Dataset rows:
- - - - -
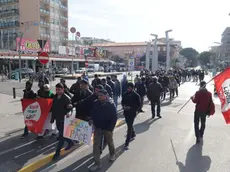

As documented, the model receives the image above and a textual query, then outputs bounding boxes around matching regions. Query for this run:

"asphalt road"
[36,76,230,172]
[0,72,139,97]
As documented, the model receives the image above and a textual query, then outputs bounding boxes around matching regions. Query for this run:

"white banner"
[63,116,92,145]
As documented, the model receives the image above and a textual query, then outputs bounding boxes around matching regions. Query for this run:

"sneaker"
[65,144,73,151]
[36,136,44,140]
[124,146,129,150]
[52,153,60,161]
[20,133,28,139]
[109,155,116,162]
[90,164,101,171]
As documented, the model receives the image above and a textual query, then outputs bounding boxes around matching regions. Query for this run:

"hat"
[98,89,108,95]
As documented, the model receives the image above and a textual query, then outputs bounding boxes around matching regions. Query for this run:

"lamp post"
[165,29,172,71]
[150,33,158,72]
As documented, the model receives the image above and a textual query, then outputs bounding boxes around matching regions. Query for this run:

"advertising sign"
[16,37,50,52]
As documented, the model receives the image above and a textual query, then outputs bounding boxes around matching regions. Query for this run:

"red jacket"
[192,88,212,112]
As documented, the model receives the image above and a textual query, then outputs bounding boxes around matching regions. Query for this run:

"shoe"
[124,146,129,150]
[65,143,73,151]
[90,164,101,171]
[109,155,116,162]
[36,136,44,140]
[20,133,28,139]
[52,153,60,161]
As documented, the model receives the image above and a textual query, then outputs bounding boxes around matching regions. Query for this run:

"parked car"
[11,68,34,79]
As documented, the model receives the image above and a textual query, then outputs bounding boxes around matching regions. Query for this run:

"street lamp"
[165,29,172,71]
[150,33,158,71]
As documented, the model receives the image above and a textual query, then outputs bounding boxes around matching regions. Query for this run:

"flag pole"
[177,71,217,113]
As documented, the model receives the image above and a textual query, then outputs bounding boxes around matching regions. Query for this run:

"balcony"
[40,21,50,27]
[0,0,19,7]
[0,9,19,18]
[40,33,50,39]
[60,16,68,20]
[40,8,50,16]
[0,21,20,29]
[59,4,68,11]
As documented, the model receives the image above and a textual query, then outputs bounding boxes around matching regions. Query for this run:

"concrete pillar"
[145,42,151,70]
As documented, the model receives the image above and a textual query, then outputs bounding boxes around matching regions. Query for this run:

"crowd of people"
[21,70,207,171]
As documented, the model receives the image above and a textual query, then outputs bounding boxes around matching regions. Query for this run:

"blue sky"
[69,0,230,52]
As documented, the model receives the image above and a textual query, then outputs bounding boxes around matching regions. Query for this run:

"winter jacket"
[91,99,117,131]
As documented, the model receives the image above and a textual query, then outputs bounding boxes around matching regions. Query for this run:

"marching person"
[121,83,141,150]
[147,76,164,119]
[50,83,73,160]
[191,81,215,143]
[21,81,36,139]
[89,89,117,171]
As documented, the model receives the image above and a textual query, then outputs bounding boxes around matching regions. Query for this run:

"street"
[0,76,230,172]
[37,76,230,172]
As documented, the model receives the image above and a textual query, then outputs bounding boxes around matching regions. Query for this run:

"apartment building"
[0,0,68,53]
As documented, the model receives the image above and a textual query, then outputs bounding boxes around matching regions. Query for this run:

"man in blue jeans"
[191,81,213,143]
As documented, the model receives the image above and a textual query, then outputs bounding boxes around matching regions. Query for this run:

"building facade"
[93,39,180,66]
[0,0,68,52]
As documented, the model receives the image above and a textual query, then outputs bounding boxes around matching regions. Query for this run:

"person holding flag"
[191,81,215,143]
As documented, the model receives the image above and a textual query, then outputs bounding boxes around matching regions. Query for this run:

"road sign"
[38,52,49,65]
[70,27,76,33]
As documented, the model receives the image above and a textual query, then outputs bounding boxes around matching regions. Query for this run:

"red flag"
[214,68,230,124]
[22,98,53,134]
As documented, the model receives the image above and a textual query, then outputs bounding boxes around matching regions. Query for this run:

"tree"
[180,48,199,67]
[198,51,213,66]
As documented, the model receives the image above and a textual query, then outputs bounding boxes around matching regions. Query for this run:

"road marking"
[18,120,125,172]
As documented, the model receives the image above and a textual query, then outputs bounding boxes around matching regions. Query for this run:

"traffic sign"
[38,52,49,65]
[70,27,76,33]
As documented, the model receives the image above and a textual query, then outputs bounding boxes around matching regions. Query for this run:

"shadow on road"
[134,118,160,134]
[60,145,124,172]
[177,141,212,172]
[0,134,60,171]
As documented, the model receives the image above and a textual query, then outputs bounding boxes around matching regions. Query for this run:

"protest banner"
[22,98,53,134]
[63,117,92,145]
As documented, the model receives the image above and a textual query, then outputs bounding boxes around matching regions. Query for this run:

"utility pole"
[165,30,172,71]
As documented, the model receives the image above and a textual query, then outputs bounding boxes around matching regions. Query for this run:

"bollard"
[13,88,16,99]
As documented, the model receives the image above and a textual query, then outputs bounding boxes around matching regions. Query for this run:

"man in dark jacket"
[91,74,101,87]
[121,83,141,149]
[191,81,213,143]
[101,78,113,98]
[72,80,93,121]
[135,78,147,112]
[50,83,73,160]
[90,90,117,171]
[21,81,36,139]
[112,75,121,108]
[147,77,163,119]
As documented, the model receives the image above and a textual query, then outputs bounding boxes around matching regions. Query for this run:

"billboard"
[16,37,50,52]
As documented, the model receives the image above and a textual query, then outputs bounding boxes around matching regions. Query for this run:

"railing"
[40,8,50,15]
[0,21,19,28]
[0,0,19,5]
[0,9,19,17]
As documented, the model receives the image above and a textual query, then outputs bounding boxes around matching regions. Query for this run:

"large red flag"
[22,98,53,134]
[214,68,230,124]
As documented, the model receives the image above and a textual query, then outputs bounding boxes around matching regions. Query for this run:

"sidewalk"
[0,94,24,138]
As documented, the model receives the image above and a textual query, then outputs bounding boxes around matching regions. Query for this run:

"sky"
[69,0,230,52]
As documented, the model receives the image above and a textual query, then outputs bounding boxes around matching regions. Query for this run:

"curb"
[18,120,125,172]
- - - - -
> What is asked: Write out every record above word for word, without the pictures.

> Solution to this exercise:
As documented, the model receives the image above and a textual query, then outputs bounding boxes around matching regions. Query for this run:

"asphalt road"
[36,76,230,172]
[0,72,139,97]
As documented, the model receives the image above and a textual query, then outputs bounding boxes around matching regions. Query for this run:

"white banner"
[63,116,92,145]
As documented, the model receives the image above and a textual query, then outputs bounding boxes around matching regions. Query for this run:

"sneaker"
[65,144,73,151]
[36,136,44,140]
[124,146,129,150]
[52,153,60,161]
[20,133,28,139]
[109,155,116,162]
[90,164,101,171]
As documented, the model receives the image above and a textual query, then outputs bounding boxes around matching regions. Query for this run:

"hat"
[98,89,108,95]
As documented, the model receives the image above and a textual query, then outputs bounding boxes around matching regions. Query for this run:

"lamp post"
[165,29,172,71]
[150,33,158,72]
As documented, the model receives the image above and a textual query, then outputs bounding boxes around matching regions. Query for this run:

"advertising sign"
[16,37,50,52]
As documented, the model receives the image above and a textual query, then outputs bounding boxes around matching regions. Query for this run:

"red jacket"
[192,88,212,112]
As documented, the model receives the image above and a textual query, then outputs bounding boxes around matching regions. Query for this run:

"shoe"
[124,146,129,150]
[65,143,73,151]
[90,164,101,171]
[109,155,116,162]
[36,136,44,140]
[20,133,28,139]
[52,153,60,161]
As documented, the model receives the image above and a textual query, then outputs bounding boxes around matching regions. Query for this run:

"parked car"
[11,68,34,79]
As documented, the model receives the image above and a textual query, then outputs bounding boxes around matching regions. Query for this run:

"street lamp"
[165,29,172,71]
[150,33,158,71]
As documented, the model receives the image above and a textual query, then outputs bounding boxes around matching regions. Query for this run:

"flag pole"
[177,71,217,113]
As documented, the model receives the image above and a textual query, then outputs bounding boxes around matching regions. Query for this run:

"balcony"
[40,21,50,27]
[0,0,19,7]
[0,9,19,18]
[40,33,50,39]
[60,16,68,20]
[40,8,50,16]
[0,21,20,29]
[59,4,68,11]
As documented, the model receives the image above and a textual query, then outputs bounding boxes around matching regions. Query for this run:

"concrete pillar"
[145,42,151,70]
As documented, the model receives the image above and a textual query, then outputs bounding boxes around matching regions. Query for this run:

"crowd of people"
[21,70,207,171]
As documented, the model receives the image above and a textual query, then outputs bounding boxes around matching regions. Query for this run:

"blue sky"
[69,0,230,52]
As documented, the model receives the image above and a textual query, then outputs bounding boxes around matching regions. Query for this run:

"winter jacket"
[91,99,117,131]
As documented, the model receives the image above and a textual query, then outputs bounding boxes around matching regions. Query for this run:

"marching person"
[121,83,141,150]
[147,76,164,119]
[50,83,73,160]
[191,81,215,143]
[21,81,36,139]
[89,89,117,171]
As documented, the model receives the image above and a textual query, then outputs bounding boxes around matching regions. Query for this run:

"street"
[0,76,230,172]
[37,76,230,172]
As documented, the model receives the image above and a textual query, then outputs bounding boxes around matching regions. Query for this run:

"apartment building"
[0,0,68,53]
As documented, the model receives the image above and a textual query, then outputs bounding boxes around matching regions. Query for this run:

"man in blue jeans"
[191,81,213,143]
As documented, the model receives the image above and a textual query, then outputs bounding boxes around matching regions. Query for this run:

"building facade"
[93,39,180,66]
[0,0,68,52]
As documented, the model receives the image above and a textual query, then outputs bounding boxes around matching regions. Query for this run:

"person holding flag"
[191,81,215,143]
As documented, the model receives the image above and a textual query, then outputs bounding boxes around matching regions. Query for this run:

"road sign"
[38,52,49,65]
[70,27,76,33]
As documented, the model receives the image above and a textual query, then outputs bounding boxes around matching regions. Query for this run:

"red flag"
[214,68,230,124]
[22,98,53,134]
As documented, the model receives the image above and a textual query, then outputs bounding boxes around matching regions. Query for this run:

"tree"
[180,48,199,67]
[198,51,213,66]
As documented, the model receives the image above and a textual query, then outputs bounding boxes around matching regions. Query for this run:

"road marking"
[18,120,125,172]
As documented, the model receives the image above and a textual query, then outputs bounding boxes around matching regions. Query for this run:

"traffic sign"
[38,52,49,65]
[70,27,76,33]
As documented, the model receives the image above and a textual query, then outputs bounding boxes around matching regions. Query for this run:

"shadow on road"
[134,118,160,134]
[60,145,124,172]
[177,141,212,172]
[0,134,60,171]
As documented, the model receives the image above and a textual query, then outputs bounding boxes around matching regions. Query for this run:

"protest banner"
[22,98,53,134]
[63,117,92,145]
As documented, the model receives the image above and a textual query, then outputs bounding boxes around matching regions. Query for this run:

"utility pole"
[165,30,172,71]
As documented, the model receives the image above and a textual query, then outputs bounding boxes around matching regions. Query for this run:

"bollard"
[13,88,16,99]
As documented, the model receives the image above and a textual query, then outputs bounding boxes around matching regions. Query for this run:

"man in dark jacket"
[91,74,101,87]
[121,83,141,149]
[191,81,213,143]
[101,78,113,98]
[72,80,93,121]
[135,78,147,112]
[50,83,73,160]
[90,90,117,171]
[21,81,36,139]
[112,75,121,108]
[147,77,163,119]
As documented, the model receives the image above and a textual query, then outputs bounding boxes around matching regions. Query for this run:

"billboard"
[16,37,50,52]
As documented, the model receives the image above and a textual query, then outputs bounding boxes around matching regions. Query for this run:

"railing"
[40,8,50,15]
[0,21,19,28]
[0,0,19,5]
[0,9,19,17]
As documented, the model receives the image above and a textual query, then outputs bounding boxes around matching regions. Query for this run:

"large red flag"
[22,98,53,134]
[214,68,230,124]
As documented, the model receives the image above and a textual query, then outputs bounding boxes around matching regions. Query for this run:

"sidewalk"
[0,94,24,138]
As documented, the model receives the image above and a textual query, then outputs bounding boxes around matching regions. Query for this run:

"sky"
[69,0,230,52]
As documented, the model receives the image above and a textual query, then outputs bounding boxes around matching regions. Query for this run:

"curb"
[18,120,125,172]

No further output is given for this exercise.